Records shown:
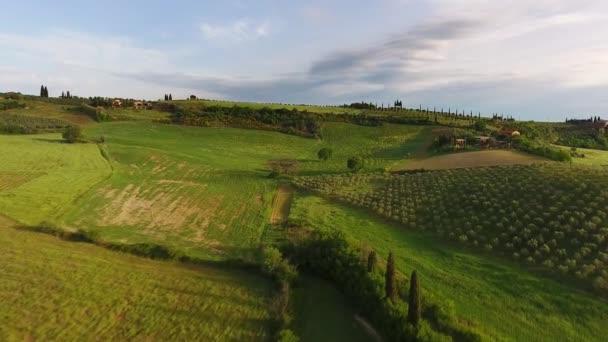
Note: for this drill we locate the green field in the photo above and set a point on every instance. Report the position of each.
(41, 177)
(57, 290)
(592, 157)
(206, 189)
(301, 107)
(498, 299)
(323, 314)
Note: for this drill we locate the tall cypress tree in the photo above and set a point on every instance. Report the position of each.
(390, 284)
(372, 260)
(414, 311)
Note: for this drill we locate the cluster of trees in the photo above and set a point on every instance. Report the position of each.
(11, 104)
(549, 215)
(541, 149)
(282, 120)
(381, 294)
(360, 105)
(592, 119)
(44, 91)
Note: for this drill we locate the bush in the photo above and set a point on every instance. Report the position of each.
(325, 153)
(287, 335)
(72, 134)
(354, 164)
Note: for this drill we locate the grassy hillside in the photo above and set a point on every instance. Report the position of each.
(301, 107)
(322, 314)
(470, 159)
(41, 177)
(57, 290)
(207, 189)
(499, 300)
(588, 156)
(549, 216)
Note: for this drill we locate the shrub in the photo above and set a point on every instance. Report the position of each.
(287, 335)
(325, 153)
(72, 134)
(354, 164)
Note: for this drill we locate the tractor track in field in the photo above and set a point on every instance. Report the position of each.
(281, 204)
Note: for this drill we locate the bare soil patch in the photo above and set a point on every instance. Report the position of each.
(281, 205)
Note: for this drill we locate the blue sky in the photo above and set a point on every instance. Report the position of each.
(541, 60)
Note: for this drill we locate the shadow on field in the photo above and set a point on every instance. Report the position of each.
(53, 141)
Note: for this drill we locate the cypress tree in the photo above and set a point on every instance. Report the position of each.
(389, 278)
(414, 311)
(372, 260)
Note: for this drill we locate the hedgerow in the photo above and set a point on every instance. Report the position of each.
(551, 217)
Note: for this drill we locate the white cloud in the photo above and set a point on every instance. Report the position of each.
(239, 30)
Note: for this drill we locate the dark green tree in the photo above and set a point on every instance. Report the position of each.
(390, 282)
(480, 125)
(325, 153)
(354, 164)
(372, 261)
(72, 134)
(414, 311)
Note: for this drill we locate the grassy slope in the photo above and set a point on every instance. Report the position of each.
(206, 188)
(322, 314)
(310, 108)
(57, 290)
(501, 301)
(592, 157)
(42, 176)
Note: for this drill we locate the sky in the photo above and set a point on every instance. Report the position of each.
(541, 60)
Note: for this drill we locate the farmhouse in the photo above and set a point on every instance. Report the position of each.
(483, 141)
(460, 143)
(602, 124)
(507, 132)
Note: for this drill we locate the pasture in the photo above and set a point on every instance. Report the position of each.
(592, 157)
(41, 177)
(470, 159)
(323, 314)
(57, 290)
(497, 299)
(207, 189)
(548, 216)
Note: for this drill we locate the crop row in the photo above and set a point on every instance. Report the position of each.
(550, 216)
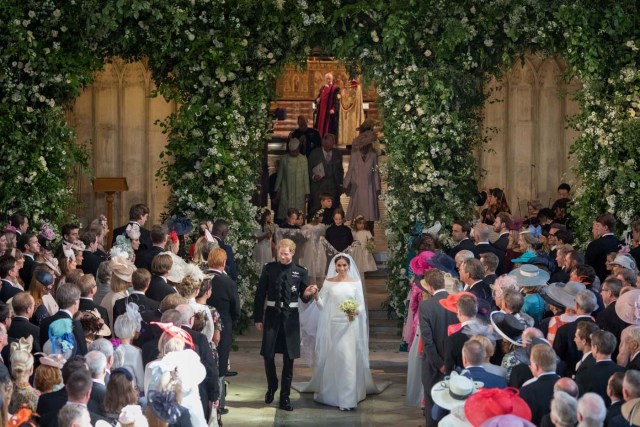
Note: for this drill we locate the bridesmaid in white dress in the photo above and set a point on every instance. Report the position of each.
(341, 374)
(315, 257)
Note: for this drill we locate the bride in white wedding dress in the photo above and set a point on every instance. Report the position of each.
(341, 375)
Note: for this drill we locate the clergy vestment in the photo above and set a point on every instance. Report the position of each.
(292, 183)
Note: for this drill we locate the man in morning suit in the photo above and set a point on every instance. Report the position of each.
(434, 323)
(159, 287)
(595, 379)
(330, 182)
(564, 343)
(88, 289)
(538, 391)
(460, 231)
(138, 214)
(281, 283)
(604, 243)
(467, 306)
(159, 236)
(68, 299)
(9, 275)
(29, 245)
(220, 231)
(23, 307)
(140, 280)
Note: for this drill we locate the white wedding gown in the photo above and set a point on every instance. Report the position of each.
(341, 375)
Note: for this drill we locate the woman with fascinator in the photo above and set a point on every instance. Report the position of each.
(341, 375)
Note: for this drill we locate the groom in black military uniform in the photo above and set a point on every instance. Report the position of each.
(281, 283)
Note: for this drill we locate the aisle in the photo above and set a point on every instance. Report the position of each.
(245, 398)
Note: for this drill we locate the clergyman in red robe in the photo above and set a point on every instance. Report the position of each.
(327, 105)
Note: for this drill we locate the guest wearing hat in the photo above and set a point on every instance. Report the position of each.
(539, 392)
(608, 319)
(121, 269)
(292, 184)
(434, 320)
(450, 395)
(496, 407)
(531, 281)
(564, 344)
(561, 298)
(362, 181)
(68, 298)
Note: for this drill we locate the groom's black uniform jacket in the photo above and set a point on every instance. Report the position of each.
(282, 284)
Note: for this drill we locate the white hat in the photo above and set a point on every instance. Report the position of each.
(454, 390)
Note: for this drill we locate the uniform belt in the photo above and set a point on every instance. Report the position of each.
(273, 304)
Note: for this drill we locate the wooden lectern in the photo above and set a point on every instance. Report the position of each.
(110, 186)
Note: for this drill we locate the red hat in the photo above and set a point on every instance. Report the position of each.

Task description:
Keep the pictures out of the copy and return the rest of the data above exactly.

Right answer:
Note: for this drill we locate the green field in the photo above and set a point on every instance. Report the position of each.
(41, 177)
(57, 290)
(592, 157)
(206, 189)
(301, 107)
(498, 299)
(323, 314)
Note: for this drill we locate the tall cypress tree in the photo above and set a point on every instance. Report the position of each.
(390, 284)
(372, 260)
(414, 311)
Note: for this drill we locate the cluster of trees in the photo above and set a point on every instance. Report the position of each.
(11, 104)
(549, 215)
(541, 149)
(282, 120)
(381, 294)
(360, 105)
(592, 119)
(44, 91)
Note: for this drill we locate the bush in the photo above and set a point on every instance. Report the position of each.
(325, 153)
(287, 335)
(72, 134)
(354, 164)
Note: for this drill we locate the grassy hillside in the photo above and set a point on every instance. Report the position of each.
(301, 107)
(322, 314)
(470, 159)
(41, 177)
(57, 290)
(207, 189)
(499, 300)
(588, 156)
(549, 216)
Note: for this drill we locate the shrub in the photo above and set a point on every instance. Report the position of each.
(287, 335)
(325, 153)
(72, 134)
(354, 164)
Note: for this drill we locate the tractor track in field in the photo above and set a point on every instance. Report the position of each.
(281, 204)
Note: for this drill we locate the bare soil patch in the photo above and set a point on every instance. Report the position of each.
(281, 205)
Note: for this drill we locate the blue sky in the photo above and set a point on every instance. Report the position of each.
(541, 60)
Note: for this drill we locate the shadow on field in the photo above and set a point on every instance. Report the position of each.
(53, 141)
Note: for this drill we locate the cypress tree in the photo above and set a point on every instance. Report the position of each.
(389, 278)
(414, 311)
(372, 260)
Note: for this drill we locate the hedgerow in the photo above and set a point on every instance. Report the position of each.
(551, 217)
Note: for this drill we locate the white cloud in the photo above and set a point on every instance. Report the position of each.
(239, 30)
Note: for this drill we locate the dark green tree in the photo above and set a point on every instance. Report the position of each.
(390, 282)
(480, 125)
(325, 153)
(354, 164)
(372, 261)
(72, 134)
(414, 311)
Note: for this drill we locate the grassy slope in the photo above and set a point on every instance. Report the position of each.
(206, 188)
(322, 314)
(310, 108)
(57, 290)
(501, 301)
(592, 157)
(42, 176)
Note: for this drill we locate the sky in the photo above and set a point on every instance. Report the position of each.
(541, 60)
Note: for this drill we locate the farmhouse in the photo above and set a point on every instance. Report the position of each.
(483, 141)
(460, 143)
(602, 124)
(507, 132)
Note: for this drill we locate the pasture in the photo above and set a point on every instance. Report the position of each.
(592, 157)
(41, 177)
(470, 159)
(323, 314)
(57, 290)
(497, 299)
(207, 189)
(548, 216)
Note: for this drill we locate the crop row in the photo above and set a point on every instance. Report the position of each.
(550, 216)
Note: for this drill we locate the bridesmaid in white dress in the photo above and set a point on every instance. Report the position of each.
(341, 374)
(315, 257)
Note: for this drill we locate the bride in white wedding dress in the photo above and set a point on every instance. Report the position of each.
(341, 375)
Note: for this drill we locate the clergy vestment in the photo above and set a point on every instance. Report the position of each.
(292, 183)
Note: for this drill we locate the man in morning suit in the photo above and set a point on every instance. Report the position of each.
(434, 323)
(159, 287)
(595, 379)
(330, 182)
(564, 343)
(88, 289)
(538, 391)
(460, 231)
(138, 214)
(281, 283)
(604, 243)
(467, 306)
(159, 236)
(68, 299)
(9, 275)
(29, 245)
(220, 231)
(23, 307)
(140, 280)
Note: for this drill we locate the white wedding gown in the photo above and set a point on every instance. Report the position of each.
(341, 375)
Note: for this drill we locate the woman with fascinator in the photo above and set a point on every instance. Report the position of each.
(341, 375)
Note: for this drill we locate the groom in black military uniform in the photo above and set a point on every instance. Report the position of each.
(281, 283)
Note: for this drill we locate the aisle in the photo above and set a point on every instance. Report the position of each.
(245, 398)
Note: for this drill we locate the clergyman in red robe in the photo above and set a point on every instance. Report the position of each.
(327, 105)
Note: for this drill we locate the guest wearing hat in the photo above and set a point on every instance. Report the position of each.
(539, 392)
(608, 319)
(121, 269)
(292, 184)
(434, 320)
(450, 395)
(496, 407)
(531, 281)
(564, 344)
(561, 298)
(362, 181)
(68, 298)
Note: for this drill we locate the groom's black uniform jacket in the photo above and set a point on every instance. Report the position of each.
(282, 284)
Note: for this drill we locate the white hat in the photo above and set a point on every instance. Report the position of each.
(454, 390)
Note: for this drill we locate the uniform belt in the photo above and set a point on every instance. Report the position of each.
(273, 304)
Note: for this drill we locate the wooden lectern in the photo above and set a point on every instance. Report the position of each.
(110, 186)
Note: for this drill we locate the red hat in the photo above and set a point on every instance. Report the position of each.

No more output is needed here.